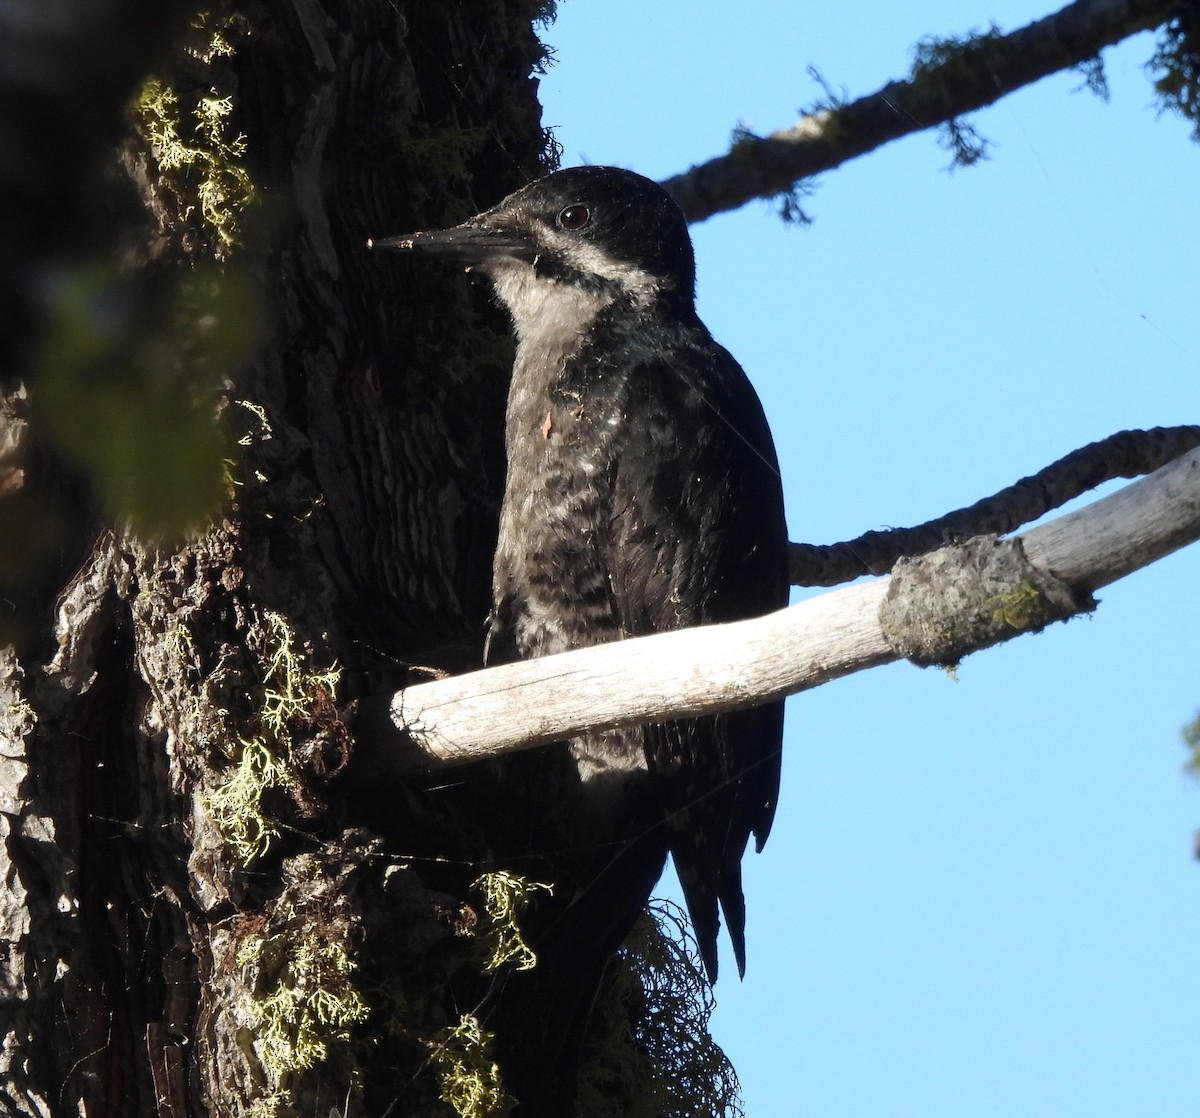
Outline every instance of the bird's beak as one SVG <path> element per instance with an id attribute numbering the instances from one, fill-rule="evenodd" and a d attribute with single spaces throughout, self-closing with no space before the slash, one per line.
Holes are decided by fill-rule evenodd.
<path id="1" fill-rule="evenodd" d="M 468 221 L 453 229 L 431 229 L 424 233 L 371 239 L 367 241 L 367 248 L 427 252 L 468 265 L 484 265 L 501 259 L 532 263 L 537 256 L 529 239 L 518 230 L 477 221 Z"/>

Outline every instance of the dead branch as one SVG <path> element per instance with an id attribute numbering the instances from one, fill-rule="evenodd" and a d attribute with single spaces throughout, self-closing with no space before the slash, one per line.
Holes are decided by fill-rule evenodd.
<path id="1" fill-rule="evenodd" d="M 988 585 L 973 609 L 989 632 L 923 661 L 960 656 L 1091 608 L 1091 592 L 1200 538 L 1200 450 L 1087 508 L 1018 537 L 1039 572 Z M 1003 546 L 1003 545 L 1002 545 Z M 943 552 L 961 569 L 990 550 Z M 898 576 L 897 576 L 898 577 Z M 928 579 L 917 573 L 918 582 Z M 1042 581 L 1061 586 L 1065 609 Z M 587 729 L 714 714 L 807 690 L 900 657 L 880 621 L 896 577 L 846 587 L 750 621 L 650 637 L 420 683 L 364 703 L 355 732 L 372 778 L 561 740 Z M 934 597 L 937 597 L 934 586 Z M 1032 598 L 1050 602 L 1034 607 Z M 893 626 L 889 626 L 895 640 Z"/>

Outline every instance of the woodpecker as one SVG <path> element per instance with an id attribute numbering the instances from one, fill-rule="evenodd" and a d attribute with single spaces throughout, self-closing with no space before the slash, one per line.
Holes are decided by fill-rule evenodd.
<path id="1" fill-rule="evenodd" d="M 687 222 L 661 187 L 575 167 L 454 228 L 372 244 L 478 270 L 512 318 L 489 663 L 786 605 L 770 430 L 742 368 L 696 314 Z M 584 973 L 580 1004 L 546 1014 L 551 1043 L 582 1028 L 668 852 L 710 981 L 718 908 L 744 972 L 741 859 L 771 827 L 782 731 L 776 702 L 559 747 L 577 774 L 577 857 L 534 969 L 553 975 L 558 959 L 557 989 Z M 570 936 L 556 944 L 551 926 L 590 936 L 603 958 L 586 962 Z"/>

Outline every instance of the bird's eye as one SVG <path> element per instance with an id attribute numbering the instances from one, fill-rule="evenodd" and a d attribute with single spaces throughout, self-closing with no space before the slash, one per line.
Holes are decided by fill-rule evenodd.
<path id="1" fill-rule="evenodd" d="M 581 206 L 578 203 L 568 206 L 558 215 L 558 224 L 571 233 L 582 229 L 591 220 L 592 211 L 587 206 Z"/>

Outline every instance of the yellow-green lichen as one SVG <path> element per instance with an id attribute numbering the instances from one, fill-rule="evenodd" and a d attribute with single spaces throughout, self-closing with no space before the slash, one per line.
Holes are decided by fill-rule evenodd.
<path id="1" fill-rule="evenodd" d="M 178 618 L 171 618 L 167 622 L 163 644 L 173 659 L 186 660 L 189 664 L 195 660 L 196 638 L 191 629 Z"/>
<path id="2" fill-rule="evenodd" d="M 208 41 L 191 53 L 207 63 L 232 55 L 228 31 L 227 19 L 200 16 L 195 32 Z M 169 223 L 201 232 L 218 258 L 237 244 L 242 213 L 255 197 L 242 162 L 246 137 L 230 124 L 233 109 L 233 98 L 215 89 L 184 91 L 159 77 L 148 78 L 133 102 L 159 186 L 174 202 Z"/>
<path id="3" fill-rule="evenodd" d="M 299 942 L 250 937 L 237 961 L 258 971 L 247 1026 L 259 1063 L 276 1082 L 326 1060 L 330 1046 L 348 1042 L 367 1019 L 367 1003 L 350 981 L 354 963 L 340 943 L 315 935 Z"/>
<path id="4" fill-rule="evenodd" d="M 441 1079 L 441 1098 L 460 1118 L 499 1118 L 516 1105 L 504 1089 L 492 1055 L 492 1034 L 464 1014 L 457 1025 L 442 1030 L 431 1057 Z"/>
<path id="5" fill-rule="evenodd" d="M 291 1101 L 287 1091 L 271 1091 L 246 1111 L 245 1118 L 281 1118 L 288 1112 Z"/>
<path id="6" fill-rule="evenodd" d="M 263 614 L 263 622 L 267 639 L 263 656 L 266 678 L 262 721 L 268 732 L 283 737 L 294 719 L 310 716 L 314 696 L 333 694 L 341 670 L 337 667 L 323 672 L 308 670 L 307 657 L 297 650 L 296 634 L 287 618 L 268 610 Z"/>
<path id="7" fill-rule="evenodd" d="M 234 857 L 249 865 L 279 836 L 279 823 L 264 808 L 271 792 L 295 793 L 300 761 L 293 737 L 311 727 L 316 708 L 333 696 L 336 667 L 313 671 L 297 648 L 296 635 L 282 614 L 263 614 L 259 654 L 263 672 L 251 732 L 239 735 L 236 759 L 224 781 L 204 797 Z"/>
<path id="8" fill-rule="evenodd" d="M 529 970 L 537 963 L 533 948 L 521 934 L 521 918 L 536 893 L 551 893 L 553 888 L 540 881 L 529 881 L 518 874 L 498 870 L 475 879 L 472 889 L 483 894 L 483 907 L 489 920 L 480 936 L 487 947 L 485 971 L 496 971 L 506 964 L 517 970 Z"/>
<path id="9" fill-rule="evenodd" d="M 14 723 L 20 723 L 22 729 L 20 733 L 26 734 L 37 725 L 37 711 L 29 705 L 29 700 L 22 696 L 19 699 L 13 699 L 6 707 L 8 716 Z"/>
<path id="10" fill-rule="evenodd" d="M 271 421 L 267 418 L 267 409 L 261 404 L 256 404 L 251 400 L 235 400 L 235 404 L 240 408 L 244 408 L 258 421 L 258 431 L 256 433 L 247 431 L 240 439 L 238 446 L 253 446 L 257 441 L 266 441 L 271 438 L 275 432 L 271 428 Z"/>
<path id="11" fill-rule="evenodd" d="M 292 759 L 280 756 L 266 738 L 240 738 L 237 762 L 224 782 L 204 797 L 204 806 L 242 865 L 262 857 L 279 837 L 279 824 L 263 810 L 273 789 L 290 789 L 296 775 Z"/>

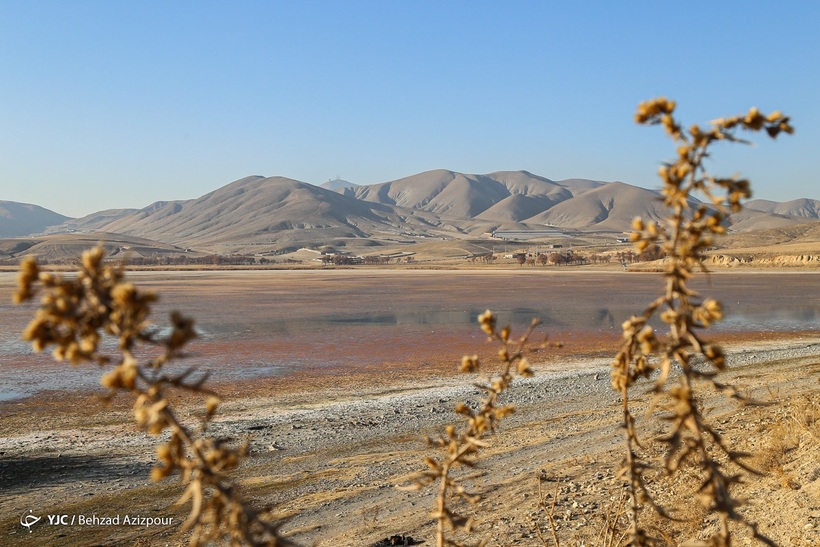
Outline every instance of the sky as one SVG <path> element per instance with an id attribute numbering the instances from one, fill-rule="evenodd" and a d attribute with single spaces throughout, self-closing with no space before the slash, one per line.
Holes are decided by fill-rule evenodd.
<path id="1" fill-rule="evenodd" d="M 657 188 L 675 147 L 633 116 L 658 96 L 687 126 L 790 115 L 709 167 L 820 199 L 818 28 L 818 2 L 3 0 L 0 200 L 79 217 L 439 168 Z"/>

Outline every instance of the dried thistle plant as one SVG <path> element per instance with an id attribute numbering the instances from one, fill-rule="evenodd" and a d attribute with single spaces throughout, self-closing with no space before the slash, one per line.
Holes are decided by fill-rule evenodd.
<path id="1" fill-rule="evenodd" d="M 498 356 L 501 360 L 501 370 L 485 382 L 479 382 L 476 387 L 485 392 L 484 399 L 479 403 L 477 410 L 471 409 L 465 403 L 456 405 L 455 411 L 464 417 L 464 425 L 457 428 L 448 425 L 444 433 L 437 439 L 428 439 L 431 446 L 444 452 L 441 458 L 425 458 L 428 470 L 417 480 L 410 489 L 421 489 L 430 484 L 438 483 L 436 508 L 433 518 L 436 519 L 437 547 L 463 547 L 464 544 L 447 537 L 448 530 L 463 530 L 470 532 L 474 524 L 472 517 L 463 515 L 453 508 L 453 502 L 461 500 L 475 505 L 481 500 L 481 495 L 469 492 L 462 484 L 462 479 L 453 475 L 459 467 L 474 468 L 478 463 L 478 452 L 487 446 L 483 440 L 495 433 L 498 423 L 515 411 L 512 404 L 502 405 L 499 397 L 509 388 L 516 376 L 529 377 L 533 372 L 525 355 L 527 341 L 539 321 L 533 320 L 527 331 L 517 341 L 511 340 L 509 327 L 498 329 L 496 316 L 487 310 L 478 316 L 481 330 L 489 337 L 489 341 L 498 342 Z M 477 355 L 465 355 L 461 360 L 461 372 L 479 372 L 481 364 Z"/>
<path id="2" fill-rule="evenodd" d="M 192 530 L 191 544 L 221 542 L 230 545 L 291 545 L 278 533 L 278 525 L 266 520 L 244 502 L 228 473 L 239 465 L 247 445 L 234 447 L 228 439 L 208 436 L 208 424 L 219 398 L 205 388 L 207 375 L 193 377 L 193 368 L 169 374 L 163 367 L 182 356 L 184 346 L 195 336 L 192 319 L 171 314 L 170 335 L 159 338 L 148 328 L 151 304 L 156 295 L 138 290 L 125 280 L 122 264 L 103 262 L 102 247 L 86 251 L 74 276 L 42 271 L 37 261 L 26 258 L 20 265 L 15 303 L 43 295 L 40 308 L 23 338 L 35 351 L 53 346 L 58 361 L 82 362 L 113 367 L 102 378 L 103 386 L 129 392 L 134 398 L 137 425 L 152 435 L 170 431 L 168 442 L 157 447 L 160 464 L 151 472 L 154 481 L 178 473 L 185 492 L 178 501 L 191 502 L 182 530 Z M 119 354 L 100 350 L 103 336 L 118 341 Z M 152 350 L 153 349 L 153 350 Z M 154 354 L 152 357 L 138 355 Z M 205 416 L 199 431 L 183 425 L 174 413 L 171 390 L 195 393 L 205 398 Z"/>
<path id="3" fill-rule="evenodd" d="M 544 511 L 549 524 L 550 540 L 555 547 L 561 547 L 561 542 L 558 540 L 558 524 L 555 522 L 555 508 L 558 505 L 558 497 L 560 496 L 561 481 L 555 481 L 555 491 L 552 493 L 552 501 L 547 503 L 547 495 L 544 494 L 542 483 L 544 482 L 543 475 L 538 476 L 538 506 Z M 538 539 L 541 540 L 542 545 L 550 545 L 547 539 L 541 532 L 541 527 L 537 524 L 533 526 Z"/>
<path id="4" fill-rule="evenodd" d="M 698 466 L 704 475 L 700 499 L 707 510 L 720 516 L 720 531 L 706 545 L 730 545 L 730 521 L 745 524 L 756 539 L 772 544 L 736 511 L 740 502 L 731 494 L 731 487 L 740 482 L 740 476 L 719 461 L 723 458 L 751 471 L 742 461 L 746 454 L 733 451 L 724 443 L 720 433 L 707 423 L 698 402 L 703 382 L 737 400 L 743 397 L 732 386 L 718 381 L 718 373 L 726 367 L 723 350 L 706 342 L 700 334 L 722 319 L 720 302 L 701 299 L 689 281 L 695 271 L 705 271 L 703 253 L 713 244 L 716 235 L 725 232 L 727 216 L 740 211 L 741 199 L 751 195 L 747 180 L 716 178 L 706 171 L 704 161 L 709 157 L 710 147 L 720 141 L 748 144 L 737 136 L 739 130 L 762 130 L 775 138 L 781 132 L 792 133 L 793 129 L 789 118 L 780 112 L 766 116 L 753 108 L 745 115 L 715 120 L 709 128 L 693 125 L 686 130 L 674 118 L 674 110 L 674 101 L 661 98 L 641 104 L 635 116 L 640 124 L 662 125 L 676 142 L 678 157 L 664 164 L 659 172 L 669 216 L 660 224 L 636 218 L 630 237 L 639 251 L 660 244 L 668 257 L 664 268 L 666 287 L 641 315 L 623 324 L 625 343 L 612 365 L 612 387 L 620 393 L 623 403 L 626 441 L 623 472 L 629 479 L 632 504 L 629 543 L 660 543 L 640 524 L 643 503 L 648 503 L 661 516 L 669 516 L 655 503 L 647 487 L 645 473 L 650 464 L 638 454 L 641 443 L 630 399 L 630 388 L 654 373 L 651 381 L 655 404 L 669 421 L 667 433 L 661 438 L 666 445 L 664 468 L 673 474 L 684 464 Z M 705 197 L 705 203 L 692 200 L 695 195 Z M 649 325 L 653 316 L 668 325 L 665 336 L 656 336 Z M 704 366 L 697 366 L 698 356 Z M 676 367 L 680 372 L 673 378 Z"/>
*-*-*
* [EXERCISE]:
In the entries above, find the line with "Outline every instance of the woodpecker" and the line with "Outline every instance of the yellow-green", then set down exactly those two and every line between them, nothing else.

* [ANSWER TO THIS PROBLEM]:
Outline every instance of the woodpecker as one SVG <path> element per instance with an id attribute numbering the instances from one, fill-rule="evenodd" and a d attribute with single spaces throughout, self-closing with no space before the slash, one per line.
Holes are decided by fill-rule evenodd.
<path id="1" fill-rule="evenodd" d="M 687 222 L 661 187 L 575 167 L 454 228 L 372 244 L 478 270 L 512 318 L 489 663 L 786 605 L 770 430 L 742 368 L 696 314 Z M 584 973 L 580 1004 L 546 1014 L 551 1043 L 582 1028 L 668 852 L 710 981 L 718 908 L 744 972 L 741 859 L 771 827 L 782 731 L 776 702 L 559 747 L 577 774 L 577 857 L 534 969 L 553 975 L 558 959 L 557 989 Z M 570 936 L 556 944 L 551 926 L 590 936 L 603 958 L 586 962 Z"/>

Outline every instance of the bird's eye as one SVG <path> element per instance with an id attribute numbering the instances from one, fill-rule="evenodd" and a d attribute with single spaces throughout, self-closing with no space before the slash, one per line.
Holes are decided by fill-rule evenodd.
<path id="1" fill-rule="evenodd" d="M 581 206 L 578 203 L 568 206 L 558 215 L 558 224 L 571 233 L 582 229 L 591 220 L 592 211 L 587 206 Z"/>

Outline every instance of the yellow-green lichen as one SVG <path> element per instance with an id attribute numbering the instances from one, fill-rule="evenodd" and a d attribute with single spaces throughout, self-closing with no space before the slash, one per line.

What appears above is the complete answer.